Records provided:
[BEGIN]
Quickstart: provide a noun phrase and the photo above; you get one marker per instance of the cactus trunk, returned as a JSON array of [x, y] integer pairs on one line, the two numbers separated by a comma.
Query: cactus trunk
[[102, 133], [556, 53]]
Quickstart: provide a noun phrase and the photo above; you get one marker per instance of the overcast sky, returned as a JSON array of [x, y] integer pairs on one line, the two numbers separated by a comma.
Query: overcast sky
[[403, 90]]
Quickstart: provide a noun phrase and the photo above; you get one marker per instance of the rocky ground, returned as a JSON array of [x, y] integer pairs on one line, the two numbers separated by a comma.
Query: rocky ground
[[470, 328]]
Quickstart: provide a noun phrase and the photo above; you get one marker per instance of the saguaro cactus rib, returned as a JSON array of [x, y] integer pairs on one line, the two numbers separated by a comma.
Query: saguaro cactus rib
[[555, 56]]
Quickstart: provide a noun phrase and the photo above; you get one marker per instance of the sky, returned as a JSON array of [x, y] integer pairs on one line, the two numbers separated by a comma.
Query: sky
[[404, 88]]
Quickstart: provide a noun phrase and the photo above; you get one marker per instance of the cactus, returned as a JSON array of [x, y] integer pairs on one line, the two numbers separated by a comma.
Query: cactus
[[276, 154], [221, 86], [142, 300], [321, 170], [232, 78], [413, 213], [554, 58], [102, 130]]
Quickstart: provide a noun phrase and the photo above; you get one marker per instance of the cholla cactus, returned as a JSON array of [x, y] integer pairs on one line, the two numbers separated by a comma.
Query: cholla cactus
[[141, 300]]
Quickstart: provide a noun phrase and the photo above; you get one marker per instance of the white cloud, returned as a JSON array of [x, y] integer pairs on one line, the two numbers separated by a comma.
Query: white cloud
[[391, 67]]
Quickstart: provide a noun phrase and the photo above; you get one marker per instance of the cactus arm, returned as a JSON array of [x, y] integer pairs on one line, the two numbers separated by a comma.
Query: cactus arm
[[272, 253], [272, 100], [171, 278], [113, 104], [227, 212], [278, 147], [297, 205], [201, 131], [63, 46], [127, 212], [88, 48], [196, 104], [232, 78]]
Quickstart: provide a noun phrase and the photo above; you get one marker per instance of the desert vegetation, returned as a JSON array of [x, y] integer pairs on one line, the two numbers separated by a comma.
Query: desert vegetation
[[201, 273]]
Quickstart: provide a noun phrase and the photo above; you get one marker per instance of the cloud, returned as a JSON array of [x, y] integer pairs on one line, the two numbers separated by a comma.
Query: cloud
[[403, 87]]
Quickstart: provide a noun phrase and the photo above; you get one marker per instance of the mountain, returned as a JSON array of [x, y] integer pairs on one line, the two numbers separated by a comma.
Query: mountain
[END]
Required task:
Quote only the lines from the line containing "of the desert" through the end of the entries, keeping the first and the last.

Answer to the exercise:
Quickstart: provide a noun phrase and the photo above; you get one marker per instance of the desert vegetation, returned as a JSON array of [x, y] integer pairs on one line, the two numbers separated by a comma.
Query: desert vegetation
[[201, 273]]
Quickstart: provide a noun phrase and the photo above; you get one marker per instance of the cloud, returned as a JSON array of [x, y] integer pairs on one line, the two numbers separated by a comma.
Query: cloud
[[403, 87]]
Quickstart: provide a noun phrase and the photo above; you get one marker per instance of the mountain, returned as a JSON array of [x, y] integer pairs on one line, the two numbers separated by a comma.
Query: mountain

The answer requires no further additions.